WHAT THIS TASK INVOLVES
Rewrite the records below, changing each "instance" to "occurrence" and leaving everything else untouched.

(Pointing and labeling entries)

══════════

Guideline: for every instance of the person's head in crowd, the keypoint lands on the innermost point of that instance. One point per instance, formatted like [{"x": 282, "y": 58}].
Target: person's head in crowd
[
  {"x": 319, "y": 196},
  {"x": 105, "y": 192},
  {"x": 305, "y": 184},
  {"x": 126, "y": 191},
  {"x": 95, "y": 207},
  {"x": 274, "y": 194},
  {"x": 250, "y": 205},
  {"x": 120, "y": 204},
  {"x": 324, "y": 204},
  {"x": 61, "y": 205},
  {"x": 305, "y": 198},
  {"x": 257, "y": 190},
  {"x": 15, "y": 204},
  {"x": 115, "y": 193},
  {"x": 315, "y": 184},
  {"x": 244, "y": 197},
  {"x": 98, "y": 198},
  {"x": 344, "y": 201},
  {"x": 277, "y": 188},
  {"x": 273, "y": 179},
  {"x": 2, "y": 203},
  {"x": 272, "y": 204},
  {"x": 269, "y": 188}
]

══════════

EXERCISE ANSWER
Guideline: for every occurrence of the person's head in crowd, the keypoint lands on the innermost point of that occurrence. One point per occurrence, formatted like [{"x": 282, "y": 58}].
Target: person's head in crowd
[
  {"x": 319, "y": 196},
  {"x": 105, "y": 192},
  {"x": 305, "y": 184},
  {"x": 126, "y": 191},
  {"x": 95, "y": 207},
  {"x": 274, "y": 194},
  {"x": 250, "y": 205},
  {"x": 120, "y": 204},
  {"x": 324, "y": 204},
  {"x": 61, "y": 205},
  {"x": 305, "y": 198},
  {"x": 257, "y": 190},
  {"x": 15, "y": 204},
  {"x": 115, "y": 193},
  {"x": 315, "y": 184},
  {"x": 244, "y": 197},
  {"x": 98, "y": 198},
  {"x": 344, "y": 201},
  {"x": 277, "y": 188},
  {"x": 273, "y": 179},
  {"x": 2, "y": 203},
  {"x": 272, "y": 204},
  {"x": 269, "y": 188}
]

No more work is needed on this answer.